● **BRIEF**
The line containing "Note to the class: find the yellow reflective" and every line after it, through the last one below: output exactly these and nothing else.

● **LISTED ENTRIES**
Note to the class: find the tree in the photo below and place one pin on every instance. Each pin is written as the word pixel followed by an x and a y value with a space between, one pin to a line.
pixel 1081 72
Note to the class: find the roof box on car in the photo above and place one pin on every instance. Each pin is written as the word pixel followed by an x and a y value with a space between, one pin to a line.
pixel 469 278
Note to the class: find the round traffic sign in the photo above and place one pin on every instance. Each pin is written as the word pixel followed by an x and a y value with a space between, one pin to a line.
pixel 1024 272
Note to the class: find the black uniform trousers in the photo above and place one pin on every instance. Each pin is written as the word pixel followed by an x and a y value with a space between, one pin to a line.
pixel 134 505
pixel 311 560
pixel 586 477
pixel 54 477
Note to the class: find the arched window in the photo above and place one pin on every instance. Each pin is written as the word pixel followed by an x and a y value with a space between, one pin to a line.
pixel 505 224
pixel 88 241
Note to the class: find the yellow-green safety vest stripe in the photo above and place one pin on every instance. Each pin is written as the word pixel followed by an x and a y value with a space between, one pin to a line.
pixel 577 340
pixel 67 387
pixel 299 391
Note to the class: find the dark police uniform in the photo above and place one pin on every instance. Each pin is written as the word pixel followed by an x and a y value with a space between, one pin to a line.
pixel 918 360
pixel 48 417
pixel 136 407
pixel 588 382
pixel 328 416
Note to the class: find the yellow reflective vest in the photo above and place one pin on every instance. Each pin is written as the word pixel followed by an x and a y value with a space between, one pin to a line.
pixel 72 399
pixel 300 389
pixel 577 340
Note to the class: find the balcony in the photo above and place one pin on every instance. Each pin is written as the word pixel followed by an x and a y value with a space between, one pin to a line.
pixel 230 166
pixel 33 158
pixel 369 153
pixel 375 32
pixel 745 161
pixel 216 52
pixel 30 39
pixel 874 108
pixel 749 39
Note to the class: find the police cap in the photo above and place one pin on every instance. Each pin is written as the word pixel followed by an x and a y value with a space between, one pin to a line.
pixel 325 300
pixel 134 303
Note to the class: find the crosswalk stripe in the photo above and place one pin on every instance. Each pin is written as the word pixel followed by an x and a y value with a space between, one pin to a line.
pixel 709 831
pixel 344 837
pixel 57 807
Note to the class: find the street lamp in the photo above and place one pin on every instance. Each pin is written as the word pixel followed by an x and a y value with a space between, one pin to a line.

● **TASK RESPONSE**
Note to the class: find the yellow reflective vest in the photo above and place one pin on every instance. Each pin is written as the word pixel followed by an x and a y value with a space between, one pin to a line.
pixel 72 399
pixel 300 389
pixel 577 340
Note to the class: find the balcony in the photo above and place one pin on every instance. Each pin is written as the word pixel followed by an x and a y value with a space between, one pin to a line.
pixel 230 166
pixel 33 158
pixel 369 153
pixel 375 32
pixel 745 161
pixel 216 52
pixel 30 39
pixel 874 108
pixel 749 39
Note to the class: find the police cap in the photo above and place one pin on every instance. Each pin is written as the word pixel followed by an x and a y value with a space between, one pin to a line.
pixel 325 300
pixel 134 303
Note to the class: find the crosswalk stripe in the photo above and place one pin on every instance. Each pin is written as the word pixel followed by an x and a y value with a space between, one pin to a line.
pixel 709 831
pixel 344 837
pixel 57 807
Note to the class: find the street lamp in the photo above and place one pin on every instance. Each pin is written as the word pixel followed by an x and a y value with a space between, one pin to a line.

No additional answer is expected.